### REQUIRED TASK
Leave out pictures; repeat exactly the lines from the "stem in this" line through the last of the data below.

————————

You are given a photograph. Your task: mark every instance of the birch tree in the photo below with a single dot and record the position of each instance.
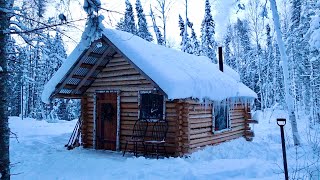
(284, 58)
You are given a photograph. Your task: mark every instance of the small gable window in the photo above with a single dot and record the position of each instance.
(151, 106)
(221, 117)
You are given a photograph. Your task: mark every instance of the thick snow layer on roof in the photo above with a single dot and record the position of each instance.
(179, 75)
(230, 72)
(245, 91)
(50, 86)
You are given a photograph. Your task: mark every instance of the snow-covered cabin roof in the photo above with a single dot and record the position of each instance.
(179, 75)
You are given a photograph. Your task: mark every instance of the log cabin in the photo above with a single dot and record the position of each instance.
(126, 78)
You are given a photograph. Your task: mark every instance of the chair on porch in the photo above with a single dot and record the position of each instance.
(138, 135)
(158, 138)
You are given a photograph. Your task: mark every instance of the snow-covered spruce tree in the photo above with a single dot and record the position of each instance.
(267, 75)
(143, 31)
(208, 43)
(54, 55)
(245, 51)
(162, 8)
(160, 39)
(14, 78)
(185, 44)
(314, 58)
(128, 23)
(284, 57)
(304, 66)
(4, 124)
(228, 57)
(278, 77)
(195, 44)
(255, 15)
(294, 53)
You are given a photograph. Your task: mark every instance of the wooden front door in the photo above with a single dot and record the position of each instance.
(106, 130)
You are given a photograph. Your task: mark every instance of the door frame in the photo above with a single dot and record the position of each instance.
(95, 116)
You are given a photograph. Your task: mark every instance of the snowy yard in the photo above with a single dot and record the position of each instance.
(40, 154)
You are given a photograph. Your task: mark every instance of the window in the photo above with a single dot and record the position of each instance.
(221, 117)
(151, 106)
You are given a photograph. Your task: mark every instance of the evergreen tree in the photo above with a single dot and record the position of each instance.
(208, 43)
(228, 56)
(14, 77)
(314, 59)
(160, 39)
(195, 44)
(128, 23)
(185, 44)
(143, 31)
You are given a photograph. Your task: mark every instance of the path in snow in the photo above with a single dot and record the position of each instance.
(41, 155)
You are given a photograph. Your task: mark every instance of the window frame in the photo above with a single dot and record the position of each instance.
(152, 92)
(228, 128)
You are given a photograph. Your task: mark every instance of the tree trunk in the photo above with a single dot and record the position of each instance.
(284, 58)
(4, 125)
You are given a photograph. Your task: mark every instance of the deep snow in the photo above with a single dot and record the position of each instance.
(180, 75)
(40, 154)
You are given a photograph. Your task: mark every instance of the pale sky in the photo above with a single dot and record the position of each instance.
(221, 10)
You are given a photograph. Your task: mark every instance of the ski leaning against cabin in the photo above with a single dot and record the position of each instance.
(119, 83)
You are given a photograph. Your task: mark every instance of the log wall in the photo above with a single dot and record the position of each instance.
(190, 123)
(120, 75)
(199, 124)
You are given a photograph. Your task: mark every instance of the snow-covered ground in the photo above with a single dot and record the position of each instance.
(40, 154)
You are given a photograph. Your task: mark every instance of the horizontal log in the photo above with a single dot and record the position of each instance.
(202, 130)
(117, 68)
(122, 83)
(118, 73)
(122, 88)
(200, 112)
(215, 139)
(200, 120)
(201, 135)
(197, 116)
(201, 125)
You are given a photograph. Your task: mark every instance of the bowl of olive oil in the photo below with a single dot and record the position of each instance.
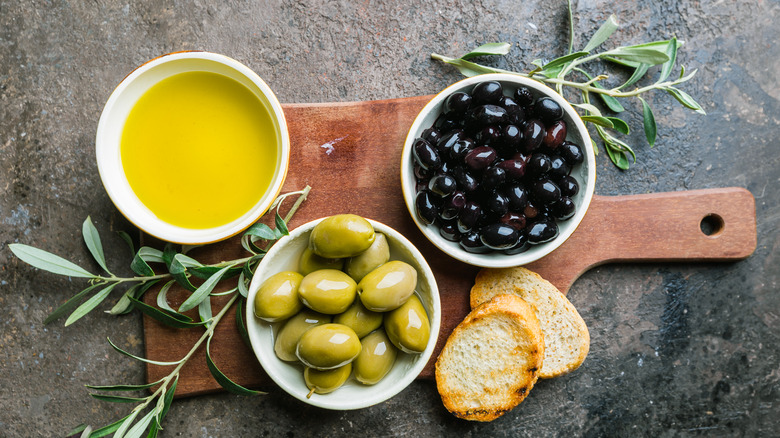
(192, 147)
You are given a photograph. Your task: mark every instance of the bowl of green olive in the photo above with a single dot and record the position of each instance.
(343, 313)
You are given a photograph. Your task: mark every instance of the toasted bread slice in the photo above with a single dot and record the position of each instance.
(491, 360)
(566, 336)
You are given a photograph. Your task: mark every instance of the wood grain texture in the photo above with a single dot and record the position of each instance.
(349, 154)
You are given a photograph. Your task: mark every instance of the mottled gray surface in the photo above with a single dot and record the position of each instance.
(677, 350)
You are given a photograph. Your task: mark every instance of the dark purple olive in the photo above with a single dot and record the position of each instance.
(458, 102)
(516, 220)
(542, 232)
(428, 206)
(564, 208)
(555, 135)
(431, 134)
(485, 115)
(449, 231)
(517, 196)
(452, 205)
(487, 92)
(469, 216)
(533, 134)
(425, 154)
(442, 184)
(538, 165)
(524, 97)
(466, 181)
(569, 186)
(472, 243)
(493, 177)
(499, 236)
(545, 191)
(496, 202)
(480, 157)
(515, 169)
(520, 246)
(548, 110)
(559, 168)
(571, 152)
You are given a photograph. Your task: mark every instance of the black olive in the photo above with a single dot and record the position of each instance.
(428, 206)
(548, 110)
(425, 154)
(487, 92)
(541, 232)
(499, 236)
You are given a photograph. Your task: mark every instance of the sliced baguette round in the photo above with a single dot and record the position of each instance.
(566, 336)
(491, 360)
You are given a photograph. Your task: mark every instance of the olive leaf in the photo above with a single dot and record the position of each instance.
(47, 261)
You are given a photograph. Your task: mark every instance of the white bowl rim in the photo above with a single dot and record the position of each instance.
(161, 229)
(270, 363)
(497, 260)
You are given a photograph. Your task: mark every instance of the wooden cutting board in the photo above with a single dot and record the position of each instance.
(349, 154)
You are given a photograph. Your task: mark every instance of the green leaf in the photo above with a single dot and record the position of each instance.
(70, 304)
(154, 362)
(118, 398)
(90, 304)
(671, 52)
(619, 125)
(685, 99)
(47, 261)
(203, 291)
(92, 239)
(175, 320)
(605, 31)
(222, 379)
(649, 122)
(488, 49)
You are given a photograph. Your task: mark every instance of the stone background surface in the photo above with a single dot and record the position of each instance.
(677, 349)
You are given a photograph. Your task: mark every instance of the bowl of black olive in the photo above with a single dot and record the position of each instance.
(498, 170)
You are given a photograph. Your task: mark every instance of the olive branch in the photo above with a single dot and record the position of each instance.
(179, 268)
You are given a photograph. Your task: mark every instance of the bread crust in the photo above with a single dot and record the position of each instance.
(567, 340)
(491, 360)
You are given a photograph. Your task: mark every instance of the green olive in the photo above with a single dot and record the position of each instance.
(287, 337)
(376, 358)
(388, 286)
(408, 327)
(375, 256)
(277, 298)
(327, 291)
(359, 319)
(341, 236)
(328, 346)
(325, 381)
(311, 262)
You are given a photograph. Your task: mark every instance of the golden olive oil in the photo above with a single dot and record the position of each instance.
(199, 149)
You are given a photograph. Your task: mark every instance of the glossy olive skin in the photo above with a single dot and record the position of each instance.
(310, 262)
(328, 346)
(326, 381)
(359, 319)
(376, 358)
(408, 327)
(288, 336)
(327, 291)
(277, 298)
(388, 286)
(375, 256)
(341, 236)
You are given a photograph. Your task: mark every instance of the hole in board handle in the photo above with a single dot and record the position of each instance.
(711, 225)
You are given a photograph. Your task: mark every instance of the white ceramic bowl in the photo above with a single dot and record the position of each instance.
(585, 173)
(112, 122)
(283, 256)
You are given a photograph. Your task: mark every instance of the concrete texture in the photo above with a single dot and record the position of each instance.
(677, 349)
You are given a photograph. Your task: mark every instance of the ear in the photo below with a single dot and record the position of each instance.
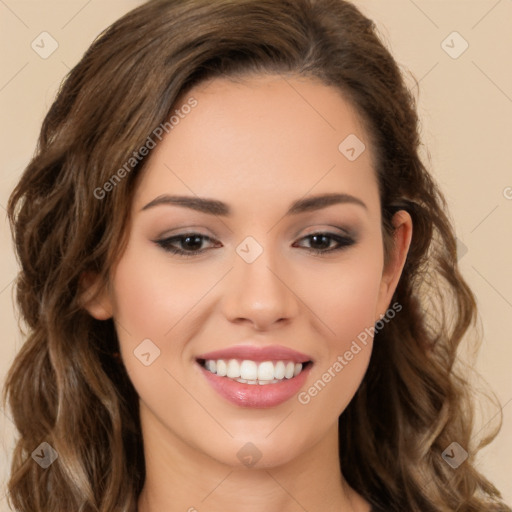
(94, 296)
(402, 236)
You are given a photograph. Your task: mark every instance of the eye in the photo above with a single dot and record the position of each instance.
(323, 241)
(191, 244)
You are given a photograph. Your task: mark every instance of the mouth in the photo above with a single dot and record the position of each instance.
(255, 384)
(254, 372)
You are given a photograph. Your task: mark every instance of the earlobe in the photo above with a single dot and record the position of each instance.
(402, 237)
(94, 297)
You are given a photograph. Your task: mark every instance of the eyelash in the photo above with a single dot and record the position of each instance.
(166, 243)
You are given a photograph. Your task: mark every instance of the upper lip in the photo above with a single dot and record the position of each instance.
(257, 353)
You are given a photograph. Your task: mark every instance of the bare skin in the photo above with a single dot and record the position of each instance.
(258, 146)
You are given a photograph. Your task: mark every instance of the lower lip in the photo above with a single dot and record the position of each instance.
(256, 395)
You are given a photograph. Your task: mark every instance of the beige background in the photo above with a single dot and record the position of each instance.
(465, 104)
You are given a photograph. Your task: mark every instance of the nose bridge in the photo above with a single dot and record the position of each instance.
(258, 289)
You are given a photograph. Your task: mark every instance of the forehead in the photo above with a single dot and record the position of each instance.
(263, 136)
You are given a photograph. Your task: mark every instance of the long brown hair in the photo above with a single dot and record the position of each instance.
(66, 389)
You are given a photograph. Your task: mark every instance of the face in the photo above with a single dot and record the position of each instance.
(269, 269)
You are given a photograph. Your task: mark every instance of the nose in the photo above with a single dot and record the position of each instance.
(260, 293)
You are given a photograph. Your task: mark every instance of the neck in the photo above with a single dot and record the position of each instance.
(179, 478)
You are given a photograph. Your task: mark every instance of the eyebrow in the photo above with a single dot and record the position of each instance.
(215, 207)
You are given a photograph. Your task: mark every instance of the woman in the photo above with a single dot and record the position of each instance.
(228, 244)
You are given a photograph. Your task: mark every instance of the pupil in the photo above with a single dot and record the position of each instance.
(196, 241)
(324, 238)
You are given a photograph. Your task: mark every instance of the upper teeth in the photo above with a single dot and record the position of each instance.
(252, 371)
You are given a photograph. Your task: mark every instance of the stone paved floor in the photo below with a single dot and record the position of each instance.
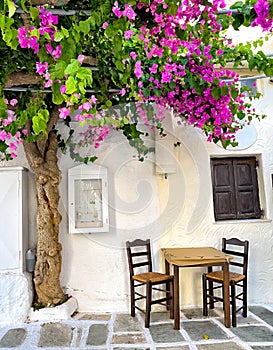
(119, 331)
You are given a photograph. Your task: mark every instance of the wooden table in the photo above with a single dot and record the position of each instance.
(194, 257)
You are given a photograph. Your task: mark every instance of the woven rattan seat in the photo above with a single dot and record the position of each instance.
(146, 285)
(213, 280)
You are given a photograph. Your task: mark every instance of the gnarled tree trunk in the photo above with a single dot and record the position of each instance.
(42, 159)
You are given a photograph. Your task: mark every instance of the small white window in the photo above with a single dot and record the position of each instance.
(88, 199)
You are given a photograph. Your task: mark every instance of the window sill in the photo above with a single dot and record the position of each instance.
(245, 221)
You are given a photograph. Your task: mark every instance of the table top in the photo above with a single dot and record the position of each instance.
(195, 256)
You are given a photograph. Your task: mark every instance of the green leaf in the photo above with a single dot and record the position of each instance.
(58, 36)
(57, 97)
(68, 49)
(71, 85)
(58, 72)
(85, 74)
(34, 13)
(85, 26)
(224, 90)
(82, 87)
(73, 67)
(216, 92)
(11, 7)
(39, 121)
(119, 65)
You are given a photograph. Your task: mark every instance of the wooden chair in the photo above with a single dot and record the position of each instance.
(140, 266)
(237, 279)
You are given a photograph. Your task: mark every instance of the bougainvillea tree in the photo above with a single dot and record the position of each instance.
(89, 60)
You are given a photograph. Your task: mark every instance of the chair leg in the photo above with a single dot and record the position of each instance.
(233, 305)
(205, 301)
(172, 300)
(132, 291)
(148, 304)
(244, 298)
(211, 300)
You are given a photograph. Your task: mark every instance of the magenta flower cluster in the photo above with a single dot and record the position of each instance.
(11, 139)
(263, 18)
(170, 85)
(28, 38)
(172, 67)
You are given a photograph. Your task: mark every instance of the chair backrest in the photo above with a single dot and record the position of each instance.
(239, 250)
(139, 256)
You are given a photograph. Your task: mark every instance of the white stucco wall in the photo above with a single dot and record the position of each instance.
(173, 212)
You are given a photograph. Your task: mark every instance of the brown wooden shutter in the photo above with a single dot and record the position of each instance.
(246, 188)
(235, 188)
(223, 189)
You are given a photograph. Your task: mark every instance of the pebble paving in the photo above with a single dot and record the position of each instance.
(117, 331)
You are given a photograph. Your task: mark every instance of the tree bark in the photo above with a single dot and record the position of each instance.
(43, 161)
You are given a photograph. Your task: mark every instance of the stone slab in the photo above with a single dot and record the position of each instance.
(126, 323)
(254, 334)
(60, 312)
(54, 335)
(164, 333)
(97, 335)
(13, 338)
(197, 330)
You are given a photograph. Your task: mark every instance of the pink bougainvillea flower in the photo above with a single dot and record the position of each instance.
(41, 67)
(128, 34)
(129, 12)
(79, 118)
(122, 92)
(133, 55)
(13, 102)
(63, 89)
(81, 58)
(86, 106)
(93, 99)
(116, 10)
(138, 69)
(64, 112)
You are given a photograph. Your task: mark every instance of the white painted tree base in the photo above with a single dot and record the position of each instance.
(60, 312)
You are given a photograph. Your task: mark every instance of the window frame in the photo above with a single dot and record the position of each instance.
(236, 194)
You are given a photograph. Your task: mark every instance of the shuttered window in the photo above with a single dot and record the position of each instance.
(235, 188)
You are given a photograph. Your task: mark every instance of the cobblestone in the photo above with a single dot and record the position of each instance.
(119, 331)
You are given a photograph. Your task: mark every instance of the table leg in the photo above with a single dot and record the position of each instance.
(226, 295)
(176, 298)
(167, 272)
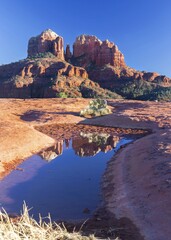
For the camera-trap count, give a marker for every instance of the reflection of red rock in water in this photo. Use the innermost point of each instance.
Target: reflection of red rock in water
(83, 148)
(53, 152)
(91, 144)
(87, 145)
(67, 143)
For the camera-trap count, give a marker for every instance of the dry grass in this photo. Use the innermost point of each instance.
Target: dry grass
(25, 227)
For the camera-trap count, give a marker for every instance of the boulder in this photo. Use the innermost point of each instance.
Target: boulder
(47, 41)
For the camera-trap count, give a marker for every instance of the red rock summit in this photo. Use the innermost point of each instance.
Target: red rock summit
(47, 41)
(92, 67)
(89, 49)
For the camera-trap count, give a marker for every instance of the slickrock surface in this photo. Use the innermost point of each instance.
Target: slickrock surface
(47, 41)
(93, 50)
(137, 181)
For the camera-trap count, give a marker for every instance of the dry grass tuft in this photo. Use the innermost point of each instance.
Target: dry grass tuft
(25, 227)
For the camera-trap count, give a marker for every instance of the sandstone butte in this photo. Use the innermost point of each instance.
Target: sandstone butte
(49, 69)
(136, 184)
(137, 181)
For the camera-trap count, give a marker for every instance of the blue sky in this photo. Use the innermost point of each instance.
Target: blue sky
(140, 28)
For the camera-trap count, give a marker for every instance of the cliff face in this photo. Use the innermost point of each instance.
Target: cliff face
(48, 70)
(89, 49)
(47, 41)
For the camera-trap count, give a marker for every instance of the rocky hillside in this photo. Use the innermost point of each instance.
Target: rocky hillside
(94, 65)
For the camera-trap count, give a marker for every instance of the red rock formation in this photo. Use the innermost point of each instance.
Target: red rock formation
(68, 53)
(47, 41)
(89, 49)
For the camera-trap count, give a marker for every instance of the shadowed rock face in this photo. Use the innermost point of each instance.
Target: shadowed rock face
(48, 70)
(89, 49)
(47, 41)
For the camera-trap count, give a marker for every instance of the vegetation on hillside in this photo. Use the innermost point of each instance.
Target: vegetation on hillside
(25, 227)
(143, 90)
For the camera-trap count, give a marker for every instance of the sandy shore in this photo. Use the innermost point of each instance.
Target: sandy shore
(137, 182)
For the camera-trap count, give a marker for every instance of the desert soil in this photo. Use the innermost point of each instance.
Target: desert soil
(137, 181)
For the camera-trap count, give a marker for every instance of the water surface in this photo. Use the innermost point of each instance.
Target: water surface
(63, 180)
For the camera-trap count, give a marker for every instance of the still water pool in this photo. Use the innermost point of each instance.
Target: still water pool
(63, 180)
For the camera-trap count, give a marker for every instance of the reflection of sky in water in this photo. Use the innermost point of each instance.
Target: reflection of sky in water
(64, 186)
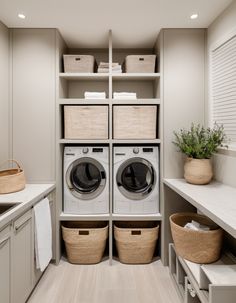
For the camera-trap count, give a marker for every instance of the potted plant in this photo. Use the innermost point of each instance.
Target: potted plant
(199, 144)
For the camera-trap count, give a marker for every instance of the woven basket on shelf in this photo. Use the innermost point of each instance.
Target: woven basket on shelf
(13, 179)
(196, 246)
(85, 241)
(136, 241)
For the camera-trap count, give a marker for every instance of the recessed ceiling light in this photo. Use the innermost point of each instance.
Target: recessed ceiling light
(194, 16)
(21, 16)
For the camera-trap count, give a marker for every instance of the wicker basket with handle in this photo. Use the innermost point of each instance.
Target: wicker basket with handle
(196, 246)
(13, 179)
(85, 241)
(136, 241)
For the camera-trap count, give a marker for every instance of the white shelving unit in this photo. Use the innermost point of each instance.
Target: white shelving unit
(71, 88)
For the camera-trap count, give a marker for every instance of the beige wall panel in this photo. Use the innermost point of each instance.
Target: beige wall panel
(34, 102)
(183, 91)
(4, 92)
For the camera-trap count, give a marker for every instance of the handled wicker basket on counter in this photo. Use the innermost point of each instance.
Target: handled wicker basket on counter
(13, 179)
(196, 246)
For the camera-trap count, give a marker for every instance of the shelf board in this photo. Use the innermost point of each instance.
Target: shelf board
(76, 141)
(137, 102)
(137, 217)
(73, 217)
(67, 101)
(134, 141)
(136, 76)
(84, 76)
(215, 200)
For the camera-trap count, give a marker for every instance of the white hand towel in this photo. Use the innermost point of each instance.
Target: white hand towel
(43, 234)
(95, 95)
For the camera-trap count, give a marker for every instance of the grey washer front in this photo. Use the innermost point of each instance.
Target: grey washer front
(86, 178)
(136, 178)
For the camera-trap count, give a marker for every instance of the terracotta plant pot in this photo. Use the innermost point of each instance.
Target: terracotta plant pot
(198, 171)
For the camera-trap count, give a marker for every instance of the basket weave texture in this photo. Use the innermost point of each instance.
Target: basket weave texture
(85, 241)
(136, 241)
(13, 179)
(201, 247)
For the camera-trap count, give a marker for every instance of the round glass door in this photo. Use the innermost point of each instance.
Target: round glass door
(136, 178)
(86, 178)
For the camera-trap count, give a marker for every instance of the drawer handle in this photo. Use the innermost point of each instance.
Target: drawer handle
(4, 241)
(18, 228)
(83, 232)
(135, 232)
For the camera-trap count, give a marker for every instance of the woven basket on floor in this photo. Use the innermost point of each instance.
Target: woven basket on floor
(136, 241)
(85, 241)
(13, 179)
(196, 246)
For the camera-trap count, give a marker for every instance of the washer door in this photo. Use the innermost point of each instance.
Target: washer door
(136, 178)
(86, 178)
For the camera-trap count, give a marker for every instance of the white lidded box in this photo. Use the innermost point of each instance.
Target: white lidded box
(135, 122)
(86, 122)
(78, 63)
(140, 64)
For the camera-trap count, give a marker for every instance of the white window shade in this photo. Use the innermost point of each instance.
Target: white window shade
(223, 86)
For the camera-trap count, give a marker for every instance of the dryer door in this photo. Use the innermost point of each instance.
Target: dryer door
(136, 178)
(86, 178)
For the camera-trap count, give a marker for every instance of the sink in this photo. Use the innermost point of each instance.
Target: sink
(5, 207)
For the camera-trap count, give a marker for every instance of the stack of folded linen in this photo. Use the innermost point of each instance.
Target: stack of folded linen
(95, 95)
(125, 96)
(104, 67)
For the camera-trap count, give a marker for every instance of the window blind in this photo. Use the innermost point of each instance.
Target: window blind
(223, 86)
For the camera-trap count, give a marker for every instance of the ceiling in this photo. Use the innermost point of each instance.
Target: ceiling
(134, 23)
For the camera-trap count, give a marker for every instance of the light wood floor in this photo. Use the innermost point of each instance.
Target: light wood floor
(102, 283)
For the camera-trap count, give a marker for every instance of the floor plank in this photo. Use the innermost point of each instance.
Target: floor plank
(102, 283)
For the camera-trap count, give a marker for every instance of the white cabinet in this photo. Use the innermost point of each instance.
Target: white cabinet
(22, 258)
(5, 246)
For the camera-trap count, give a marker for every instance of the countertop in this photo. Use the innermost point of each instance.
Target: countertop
(26, 199)
(215, 200)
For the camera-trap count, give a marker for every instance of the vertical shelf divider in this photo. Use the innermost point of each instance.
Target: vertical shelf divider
(110, 151)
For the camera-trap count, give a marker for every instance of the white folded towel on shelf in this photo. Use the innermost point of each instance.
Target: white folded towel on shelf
(95, 95)
(196, 226)
(124, 96)
(43, 234)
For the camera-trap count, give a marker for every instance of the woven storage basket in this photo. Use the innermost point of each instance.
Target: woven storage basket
(86, 122)
(78, 63)
(196, 246)
(85, 241)
(136, 241)
(12, 180)
(140, 64)
(135, 122)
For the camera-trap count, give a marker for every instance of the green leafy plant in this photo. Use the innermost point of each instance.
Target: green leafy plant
(200, 142)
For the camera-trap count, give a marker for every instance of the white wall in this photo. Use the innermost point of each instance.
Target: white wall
(4, 93)
(224, 165)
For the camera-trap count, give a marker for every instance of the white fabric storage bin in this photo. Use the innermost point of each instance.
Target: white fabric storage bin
(140, 64)
(78, 63)
(86, 122)
(135, 122)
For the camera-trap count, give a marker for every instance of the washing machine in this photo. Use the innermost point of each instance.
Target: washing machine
(86, 180)
(136, 180)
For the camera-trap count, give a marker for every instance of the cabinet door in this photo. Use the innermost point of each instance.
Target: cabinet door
(5, 265)
(22, 258)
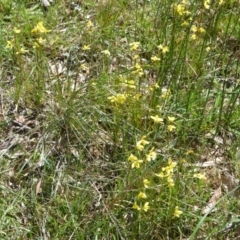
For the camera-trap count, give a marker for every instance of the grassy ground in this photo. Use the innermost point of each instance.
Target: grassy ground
(119, 119)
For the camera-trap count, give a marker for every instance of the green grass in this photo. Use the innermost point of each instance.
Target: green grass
(110, 113)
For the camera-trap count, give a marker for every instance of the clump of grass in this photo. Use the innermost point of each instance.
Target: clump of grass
(116, 107)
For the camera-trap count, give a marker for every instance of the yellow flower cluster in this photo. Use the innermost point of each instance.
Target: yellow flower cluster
(181, 8)
(195, 32)
(39, 28)
(167, 172)
(145, 207)
(138, 70)
(177, 212)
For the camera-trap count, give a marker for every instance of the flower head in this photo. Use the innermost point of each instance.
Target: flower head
(164, 49)
(171, 119)
(134, 46)
(155, 59)
(86, 47)
(146, 207)
(146, 183)
(151, 155)
(39, 28)
(200, 176)
(171, 128)
(141, 143)
(9, 44)
(22, 51)
(16, 30)
(156, 119)
(136, 207)
(106, 52)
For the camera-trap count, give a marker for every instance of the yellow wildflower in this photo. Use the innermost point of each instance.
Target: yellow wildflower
(185, 24)
(156, 119)
(106, 52)
(155, 59)
(164, 49)
(177, 212)
(142, 195)
(136, 164)
(141, 143)
(134, 46)
(180, 9)
(86, 47)
(39, 28)
(146, 183)
(21, 51)
(194, 28)
(152, 155)
(208, 49)
(201, 30)
(89, 24)
(200, 176)
(171, 128)
(193, 37)
(206, 4)
(165, 93)
(146, 207)
(9, 44)
(136, 207)
(16, 30)
(170, 181)
(171, 119)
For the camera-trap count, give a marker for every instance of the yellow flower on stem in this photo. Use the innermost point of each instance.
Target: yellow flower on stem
(156, 119)
(16, 30)
(151, 155)
(21, 51)
(9, 44)
(146, 183)
(155, 59)
(177, 212)
(142, 195)
(146, 207)
(141, 143)
(86, 47)
(39, 28)
(106, 52)
(200, 176)
(207, 4)
(136, 207)
(171, 128)
(164, 49)
(134, 46)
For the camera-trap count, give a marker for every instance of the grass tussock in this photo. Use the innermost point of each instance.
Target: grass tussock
(119, 119)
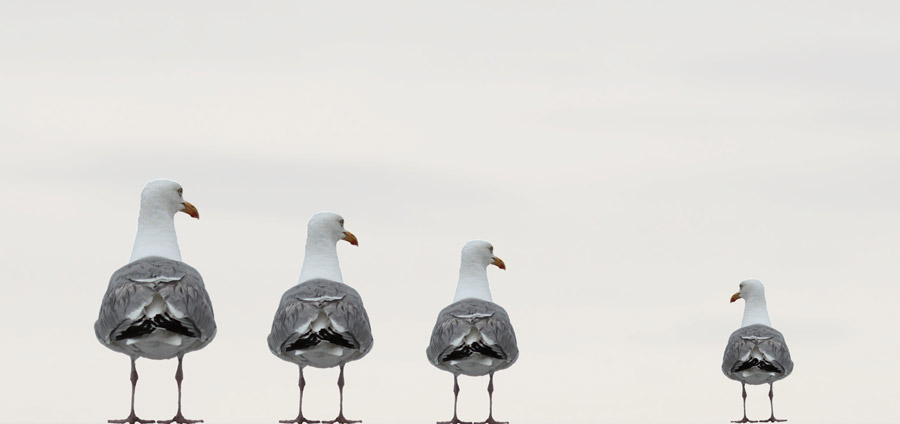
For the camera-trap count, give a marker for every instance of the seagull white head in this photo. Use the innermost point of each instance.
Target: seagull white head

————————

### TASK SOLUTION
For the camera-trap count, give a marker for every instance of the yellow flower on stem in this photo. Use the innermost point of each instance.
Target: yellow flower on stem
(156, 119)
(16, 30)
(151, 155)
(21, 51)
(9, 44)
(146, 183)
(155, 59)
(177, 212)
(142, 195)
(146, 207)
(141, 143)
(86, 47)
(39, 28)
(106, 52)
(200, 176)
(207, 4)
(136, 207)
(171, 128)
(164, 49)
(134, 46)
For the camera-trap count, give a marker for every instance of the grass tussock in this photo. Use the innermost point of each instance.
Target: grass tussock
(119, 119)
For the camera-trap count, give a marker for every instance of the seagull white head in this photo. Use the innermost point of each instance.
Target: seagull white head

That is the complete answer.